─── DATASET RECORDS
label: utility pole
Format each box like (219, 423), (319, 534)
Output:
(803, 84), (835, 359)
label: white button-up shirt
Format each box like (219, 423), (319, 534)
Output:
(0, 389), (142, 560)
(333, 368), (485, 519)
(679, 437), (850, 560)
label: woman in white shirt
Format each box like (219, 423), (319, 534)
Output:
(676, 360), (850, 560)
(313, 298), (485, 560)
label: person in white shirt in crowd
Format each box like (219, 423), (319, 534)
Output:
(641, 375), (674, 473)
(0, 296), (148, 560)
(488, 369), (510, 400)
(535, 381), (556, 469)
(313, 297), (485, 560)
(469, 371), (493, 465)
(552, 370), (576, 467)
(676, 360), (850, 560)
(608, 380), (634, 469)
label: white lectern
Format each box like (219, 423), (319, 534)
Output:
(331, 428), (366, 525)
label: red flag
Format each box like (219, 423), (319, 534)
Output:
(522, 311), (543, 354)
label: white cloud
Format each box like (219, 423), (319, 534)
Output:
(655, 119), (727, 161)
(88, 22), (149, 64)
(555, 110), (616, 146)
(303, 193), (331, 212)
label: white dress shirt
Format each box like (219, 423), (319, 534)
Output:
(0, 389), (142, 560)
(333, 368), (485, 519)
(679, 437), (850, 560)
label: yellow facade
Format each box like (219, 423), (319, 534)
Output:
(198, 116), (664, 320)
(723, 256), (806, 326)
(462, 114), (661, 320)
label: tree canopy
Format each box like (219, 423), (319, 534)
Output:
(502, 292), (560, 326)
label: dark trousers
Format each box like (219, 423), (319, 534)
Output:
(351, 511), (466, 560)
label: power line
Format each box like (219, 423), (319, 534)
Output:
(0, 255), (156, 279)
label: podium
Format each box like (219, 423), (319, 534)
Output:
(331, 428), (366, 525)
──────
* [WHAT TO WORK ON]: Give these rows as a two-column CSV with the columns request and answer, one row for each request. Put each request's text and its answer in one quoted field apiece, turning line breaks into spaces.

* [ANSWER TO THE EXERCISE]:
request,answer
"label: utility pole Format each box like (219, 423), (319, 534) Output:","(803, 84), (835, 359)"
"label: white button-up shirt Format each box like (219, 423), (319, 534) Output:","(0, 389), (142, 560) (333, 368), (485, 519) (679, 437), (850, 560)"
"label: woman in white shirt Format each box like (219, 423), (319, 534) Output:","(676, 360), (850, 560) (313, 298), (485, 560)"
"label: person in white shirt in crowd Format each box like (219, 423), (319, 534) Output:","(641, 375), (674, 473) (0, 296), (148, 560) (488, 369), (510, 400) (535, 381), (556, 469) (313, 297), (485, 560) (469, 371), (493, 465) (552, 370), (576, 467) (676, 360), (850, 560) (608, 380), (634, 469)"
"label: white lectern Format each box like (219, 423), (319, 534) Output:","(331, 428), (366, 525)"
"label: red flag Format each box like (219, 423), (319, 534) Output:","(522, 311), (543, 354)"
"label: white cloud Format each box like (219, 423), (319, 534) Output:","(655, 119), (727, 161) (88, 22), (149, 64) (555, 110), (616, 146) (303, 193), (331, 212)"
"label: white dress shirt Format each box like (219, 423), (319, 534) Output:","(0, 389), (142, 560) (333, 368), (485, 519) (679, 437), (850, 560)"
"label: yellow facade Format each box like (219, 423), (319, 534) Output:","(198, 116), (664, 320) (723, 256), (806, 326) (462, 114), (661, 320)"
"label: tree canopy Format each box like (219, 423), (319, 534) Output:","(502, 292), (560, 326)"
"label: dark trousers Format each box like (219, 423), (319, 534) Output:","(351, 511), (466, 560)"
"label: power line Format each box like (219, 423), (319, 534) Output:","(0, 255), (156, 279)"
"label: podium Format each box like (219, 423), (319, 534) Output:","(331, 428), (366, 525)"